Exercise -> Write out each entry again. Keep every word exactly as it is.

Stored data entries:
○ ○ ○

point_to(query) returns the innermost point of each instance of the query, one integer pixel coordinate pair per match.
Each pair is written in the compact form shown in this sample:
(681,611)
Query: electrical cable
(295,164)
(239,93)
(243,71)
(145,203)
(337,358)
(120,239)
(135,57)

○ ○ ○

Exercise output ->
point_to(query) returns the innermost point of each instance of the query, one integer pixel coordinate pair per match.
Each pair is written in the compact form shown in this sample:
(681,611)
Query: electrical cable
(295,164)
(239,93)
(243,71)
(145,203)
(337,358)
(120,239)
(135,57)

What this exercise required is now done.